Task prompt:
Transcribe every entry word for word, but skip the images.

Dataset:

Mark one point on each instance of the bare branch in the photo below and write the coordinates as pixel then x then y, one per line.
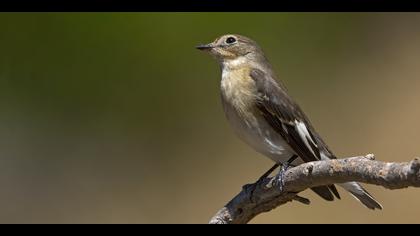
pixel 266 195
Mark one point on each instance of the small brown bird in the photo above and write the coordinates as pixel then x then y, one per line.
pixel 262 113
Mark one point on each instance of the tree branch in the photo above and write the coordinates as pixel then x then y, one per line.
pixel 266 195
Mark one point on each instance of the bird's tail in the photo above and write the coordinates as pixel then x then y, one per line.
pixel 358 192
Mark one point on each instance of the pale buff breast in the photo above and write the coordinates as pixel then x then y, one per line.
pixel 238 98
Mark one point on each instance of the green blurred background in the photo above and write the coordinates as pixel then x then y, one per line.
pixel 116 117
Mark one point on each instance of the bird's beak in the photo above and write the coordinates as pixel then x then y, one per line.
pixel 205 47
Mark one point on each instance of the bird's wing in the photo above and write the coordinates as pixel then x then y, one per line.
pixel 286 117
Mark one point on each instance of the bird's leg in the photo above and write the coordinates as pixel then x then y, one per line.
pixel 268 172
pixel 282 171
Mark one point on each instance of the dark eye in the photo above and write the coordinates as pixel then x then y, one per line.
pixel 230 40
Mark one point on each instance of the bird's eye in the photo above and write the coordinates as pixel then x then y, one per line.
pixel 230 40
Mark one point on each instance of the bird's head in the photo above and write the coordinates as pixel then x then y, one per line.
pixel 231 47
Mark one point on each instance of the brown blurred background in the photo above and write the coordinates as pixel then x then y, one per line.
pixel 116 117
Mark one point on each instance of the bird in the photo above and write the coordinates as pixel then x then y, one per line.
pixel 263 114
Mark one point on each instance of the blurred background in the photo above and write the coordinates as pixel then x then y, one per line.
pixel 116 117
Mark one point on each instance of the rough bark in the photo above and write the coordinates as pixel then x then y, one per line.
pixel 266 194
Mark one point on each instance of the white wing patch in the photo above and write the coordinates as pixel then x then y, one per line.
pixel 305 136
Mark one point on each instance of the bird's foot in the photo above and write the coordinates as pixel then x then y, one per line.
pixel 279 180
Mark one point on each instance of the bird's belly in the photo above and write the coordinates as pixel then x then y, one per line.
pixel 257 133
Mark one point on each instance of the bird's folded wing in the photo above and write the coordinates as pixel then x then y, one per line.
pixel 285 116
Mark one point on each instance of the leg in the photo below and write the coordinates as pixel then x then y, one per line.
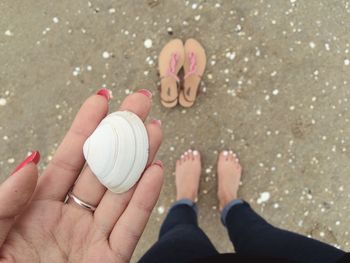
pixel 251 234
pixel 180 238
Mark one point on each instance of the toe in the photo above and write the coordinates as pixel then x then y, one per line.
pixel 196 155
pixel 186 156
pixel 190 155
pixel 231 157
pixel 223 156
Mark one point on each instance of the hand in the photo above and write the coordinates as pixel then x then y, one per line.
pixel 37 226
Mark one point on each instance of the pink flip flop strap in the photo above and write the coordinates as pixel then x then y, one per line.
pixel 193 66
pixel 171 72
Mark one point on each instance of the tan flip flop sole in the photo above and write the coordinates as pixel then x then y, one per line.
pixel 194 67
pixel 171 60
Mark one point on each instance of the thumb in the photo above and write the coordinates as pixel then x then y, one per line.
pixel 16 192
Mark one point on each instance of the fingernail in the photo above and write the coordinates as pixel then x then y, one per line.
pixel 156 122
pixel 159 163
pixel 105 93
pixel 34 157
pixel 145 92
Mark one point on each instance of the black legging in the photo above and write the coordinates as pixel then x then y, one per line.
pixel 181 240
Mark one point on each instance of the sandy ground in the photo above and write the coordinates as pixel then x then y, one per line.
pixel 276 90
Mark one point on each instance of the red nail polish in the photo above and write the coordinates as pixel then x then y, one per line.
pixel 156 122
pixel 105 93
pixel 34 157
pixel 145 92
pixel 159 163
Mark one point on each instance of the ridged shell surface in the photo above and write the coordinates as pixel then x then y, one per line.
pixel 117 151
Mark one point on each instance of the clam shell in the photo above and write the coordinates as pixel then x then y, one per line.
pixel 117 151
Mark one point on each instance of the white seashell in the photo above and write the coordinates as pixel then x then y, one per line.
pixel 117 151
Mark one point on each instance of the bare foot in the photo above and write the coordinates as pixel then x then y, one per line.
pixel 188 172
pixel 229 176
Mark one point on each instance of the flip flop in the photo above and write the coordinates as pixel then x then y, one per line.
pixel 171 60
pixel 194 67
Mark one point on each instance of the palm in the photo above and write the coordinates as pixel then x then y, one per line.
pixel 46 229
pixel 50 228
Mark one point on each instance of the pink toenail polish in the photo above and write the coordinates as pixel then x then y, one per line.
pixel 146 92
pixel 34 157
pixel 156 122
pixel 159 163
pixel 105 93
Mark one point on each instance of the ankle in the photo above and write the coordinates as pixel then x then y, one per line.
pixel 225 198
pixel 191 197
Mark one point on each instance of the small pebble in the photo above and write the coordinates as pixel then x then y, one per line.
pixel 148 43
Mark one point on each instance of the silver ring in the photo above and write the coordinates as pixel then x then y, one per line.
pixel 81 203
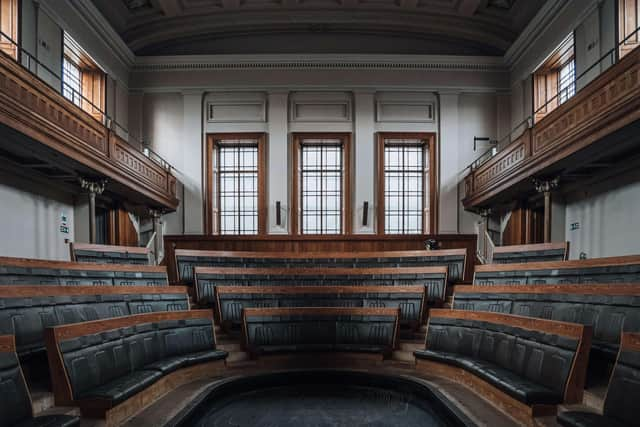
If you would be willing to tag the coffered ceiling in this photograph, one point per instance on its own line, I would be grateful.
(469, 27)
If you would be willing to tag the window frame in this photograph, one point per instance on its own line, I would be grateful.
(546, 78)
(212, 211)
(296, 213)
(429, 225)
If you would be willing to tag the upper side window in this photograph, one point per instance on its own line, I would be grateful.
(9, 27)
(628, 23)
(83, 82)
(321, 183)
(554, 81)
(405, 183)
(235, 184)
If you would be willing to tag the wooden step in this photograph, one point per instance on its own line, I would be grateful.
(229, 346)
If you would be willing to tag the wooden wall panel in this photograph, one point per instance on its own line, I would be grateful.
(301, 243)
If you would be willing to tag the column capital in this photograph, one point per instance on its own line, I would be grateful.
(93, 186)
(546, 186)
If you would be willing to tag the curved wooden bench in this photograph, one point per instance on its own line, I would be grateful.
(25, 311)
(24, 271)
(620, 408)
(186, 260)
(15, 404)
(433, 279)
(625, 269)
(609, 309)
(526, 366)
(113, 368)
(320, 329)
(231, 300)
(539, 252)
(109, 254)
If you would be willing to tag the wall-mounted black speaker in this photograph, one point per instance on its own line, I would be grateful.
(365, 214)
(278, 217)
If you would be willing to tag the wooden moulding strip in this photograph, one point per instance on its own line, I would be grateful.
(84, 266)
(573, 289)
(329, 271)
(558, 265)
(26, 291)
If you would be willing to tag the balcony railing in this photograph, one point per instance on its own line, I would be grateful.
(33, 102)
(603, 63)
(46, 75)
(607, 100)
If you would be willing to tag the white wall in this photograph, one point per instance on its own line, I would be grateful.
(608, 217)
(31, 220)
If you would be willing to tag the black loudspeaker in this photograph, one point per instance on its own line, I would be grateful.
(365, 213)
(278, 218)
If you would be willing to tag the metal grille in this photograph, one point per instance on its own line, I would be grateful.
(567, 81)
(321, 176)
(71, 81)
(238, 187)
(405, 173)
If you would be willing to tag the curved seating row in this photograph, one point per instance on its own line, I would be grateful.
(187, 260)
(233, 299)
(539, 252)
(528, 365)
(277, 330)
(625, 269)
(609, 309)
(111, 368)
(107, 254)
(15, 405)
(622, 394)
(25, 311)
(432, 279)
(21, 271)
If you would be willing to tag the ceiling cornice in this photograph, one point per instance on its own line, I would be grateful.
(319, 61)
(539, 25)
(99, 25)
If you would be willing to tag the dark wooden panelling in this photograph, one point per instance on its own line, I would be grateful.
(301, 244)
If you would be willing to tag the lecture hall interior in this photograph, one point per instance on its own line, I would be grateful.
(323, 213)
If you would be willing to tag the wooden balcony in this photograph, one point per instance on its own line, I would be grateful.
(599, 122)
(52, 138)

Response area:
Mark one point on each instance of the bare branch in the photo below and write the coordinates as pixel then x then y, one per line.
pixel 266 195
Mark one point on each instance of the small brown bird in the photo above and write the coordinates as pixel then x then y, one per line.
pixel 262 113
Mark one point on each instance of the tree branch in the photo above and write the coordinates as pixel then x then y, one per line.
pixel 266 195
Mark one point on each instance of the bird's tail in the photo above and write the coordinates as pixel then x then y, one per line.
pixel 358 192
Mark one point on each instance of the pale buff breast in the photo above and write the coordinates as pixel then x then y, one per line.
pixel 238 98
Mark one point on each instance of the green blurred background in the photo above and write the coordinates as pixel then x then y, one per line.
pixel 116 117
Mark one point on each instance of the bird's beak in the photo above and write the coordinates as pixel then x then y, one per line.
pixel 205 47
Mark one point on each instance of the bird's wing in the photo above and write the coordinates as pixel then x then y, one per line.
pixel 286 117
Mark one point on each instance of the bird's leg in the photo above and write the coordinates as pixel then x then y, one per line.
pixel 268 172
pixel 282 171
Mark one point on each instance of the dark eye in the photo above and write the coordinates as pixel then x then y, one per line.
pixel 230 40
Mark one point on each instance of the bird's eye in the photo above and write the coordinates as pixel then x then y, one per line.
pixel 230 40
Mark one point on each instance of the bird's head in the photo above and write the coordinates as pixel then x then y, one per line.
pixel 231 47
Mark one point on each instance of the brown blurred background in the photo above and write the coordinates as pixel then x then y, one per line.
pixel 116 117
Mark one point on each instance of the bird in the photo above and write the coordinates as pixel then x then y, one per line.
pixel 263 114
Mark one point on each instance of the blurred background in the photo above and write the coordinates as pixel then x then y, one per line.
pixel 116 117
Mark one point on each instance of the rough bark in the photo above and write the coordinates as pixel then x then y, one per line.
pixel 266 194
Mark one point on each instance of the white wing patch in the photo above and write the coordinates as pixel then x then y, one per line.
pixel 305 136
Mark one point on each instance of the bird's foot in the photo above and write the coordinates as pixel then x then y, one per line.
pixel 279 180
Mark one point on each instance of the bird's belly in the photo above and write the coordinates as pixel then x then y, one per line.
pixel 257 133
Mark one point on each instance of the bird's folded wing in the photo above and write the coordinates as pixel then x then y, one per line.
pixel 285 116
Mark one point on each instance of the leg in the photo below and write the coordinates as pixel then x then y, one per line.
pixel 251 234
pixel 180 238
Mark one point on each instance of the toe in the photo above and write the coordinates as pixel then x then y, one per line.
pixel 196 155
pixel 186 156
pixel 190 155
pixel 231 157
pixel 223 156
Mark one point on each instance of the hand in the photo above and write the coordinates as pixel then x then y, one per line.
pixel 37 226
Mark one point on each instance of the pink flip flop strap in the photo above and write the coordinates as pixel then x then y, one per line.
pixel 193 66
pixel 171 72
Mark one point on each instance of the tan flip flop sole in the photo above and write the coordinates as pixel then x then y, one per line.
pixel 194 67
pixel 171 60
Mark one point on each instance of the thumb in the photo above and write the coordinates as pixel then x then y, one per line.
pixel 16 192
Mark one point on each instance of the fingernail in the photo above and write the coordinates as pixel then x then y, one per line.
pixel 156 122
pixel 159 163
pixel 105 93
pixel 34 157
pixel 145 92
Mark one point on each instance of the black legging in the photo above and write the coordinates as pixel then x then y, one per line.
pixel 181 240
Mark one point on each instance of the sandy ground in the photo above and write the coordinates as pixel then x then y, one per line.
pixel 276 90
Mark one point on each instance of the red nail polish in the photo above and write the coordinates as pixel then x then y, one per line.
pixel 156 122
pixel 105 93
pixel 34 157
pixel 145 92
pixel 159 163
Mark one point on each instance of the ridged shell surface in the photo above and write the coordinates as pixel then x then y, one per line.
pixel 117 151
Mark one point on each instance of the clam shell in the photo above and write the coordinates as pixel then x then y, one per line.
pixel 117 151
Mark one point on each instance of the white seashell in the photo above and write the coordinates as pixel then x then y, one per line.
pixel 117 151
Mark one point on each instance of the bare foot in the photo above and write the coordinates as pixel then x then y, one per line.
pixel 188 172
pixel 229 176
Mark one point on each instance of the flip flop in the photo above and write the coordinates as pixel then x then y, one per line.
pixel 171 60
pixel 194 67
Mark one point on each instance of the palm in the photo above and write the coordinates as pixel then x then y, one per line.
pixel 46 229
pixel 50 228
Mark one point on each instance of the pink toenail polish in the photo above and write the coordinates as pixel then x then y, one per line.
pixel 146 92
pixel 34 157
pixel 156 122
pixel 159 163
pixel 105 93
Mark one point on each instance of the ankle in the photo above and write the coordinates as pixel then x then y, one per line.
pixel 225 198
pixel 191 197
Mark one point on each instance of the small pebble in the photo above and write the coordinates as pixel then x then y, one per line.
pixel 148 43
Mark one point on each instance of the silver ring in the photo above and write the coordinates as pixel then x then y, one per line.
pixel 81 203
If you would be willing to tag the coffered ceiling in this photograph, one point per instance on its own line, I would be grateful.
(469, 27)
If you would be willing to tag the window frame in this photograph, one point per instance on its own line, I would be grateful.
(546, 78)
(212, 211)
(296, 213)
(429, 225)
If you would be willing to tag the upper side window in this photograph, one point per instance on its own line, I would be grateful.
(9, 27)
(628, 23)
(83, 82)
(321, 183)
(554, 81)
(405, 183)
(235, 184)
If you would be willing to tag the wooden step in this photograph, one point per instance on its own line, I would be grateful.
(229, 346)
If you would be willing to tag the wooden wall panel in this photograph, one point per instance on its own line, I would be grateful.
(301, 243)
If you would be willing to tag the column capital in this photograph, one point per instance on its own line, I would be grateful.
(93, 186)
(546, 186)
If you would be willing to tag the curved wooden bench in this photograph, one point per instance on its own line, I would be grateful.
(25, 311)
(24, 271)
(620, 408)
(186, 260)
(15, 404)
(433, 279)
(625, 269)
(609, 309)
(526, 366)
(113, 368)
(320, 329)
(231, 300)
(539, 252)
(109, 254)
If you would be willing to tag the wall-mounted black speaker in this photograph, one point per instance on its own line, I would be grateful.
(365, 214)
(278, 217)
If you would be willing to tag the wooden moulding strip in this photograph, one point per instance on its own line, I would be grateful.
(84, 266)
(573, 289)
(329, 271)
(558, 265)
(26, 291)
If you would be willing to tag the balcony railing in this photograph, one point per instance on its own line, I would be grateful.
(33, 102)
(603, 63)
(46, 75)
(607, 100)
If you would be willing to tag the white wall in this photograph, one point per instance on its own line, I would be grateful.
(608, 217)
(31, 220)
If you would be willing to tag the black loudspeaker in this photograph, one point per instance on its own line, I would be grateful.
(365, 213)
(278, 218)
If you would be willing to tag the metal grille in this photograph, one point per instance on its own line, I would be grateful.
(567, 81)
(321, 176)
(71, 81)
(238, 187)
(405, 173)
If you would be willing to tag the curved seating row in this photograph, one point per instance on its own line, I would be grateful.
(187, 260)
(233, 299)
(539, 252)
(528, 365)
(277, 330)
(625, 269)
(609, 309)
(111, 368)
(107, 254)
(15, 405)
(622, 394)
(25, 311)
(432, 279)
(21, 271)
If you would be willing to tag the ceiling cornice in this photograph, one point per instance on its own line, I would be grateful.
(319, 61)
(539, 25)
(99, 25)
If you would be willing to tag the dark wooden panelling in this photograph, one point per instance on its own line, I would be grateful.
(301, 244)
If you would be willing to tag the lecture hall interior in this photograph, one point per instance on its own line, I would be grateful.
(323, 213)
If you would be willing to tag the wooden balcony in this photograph, one point per instance on its own line, I would be grateful.
(599, 122)
(52, 138)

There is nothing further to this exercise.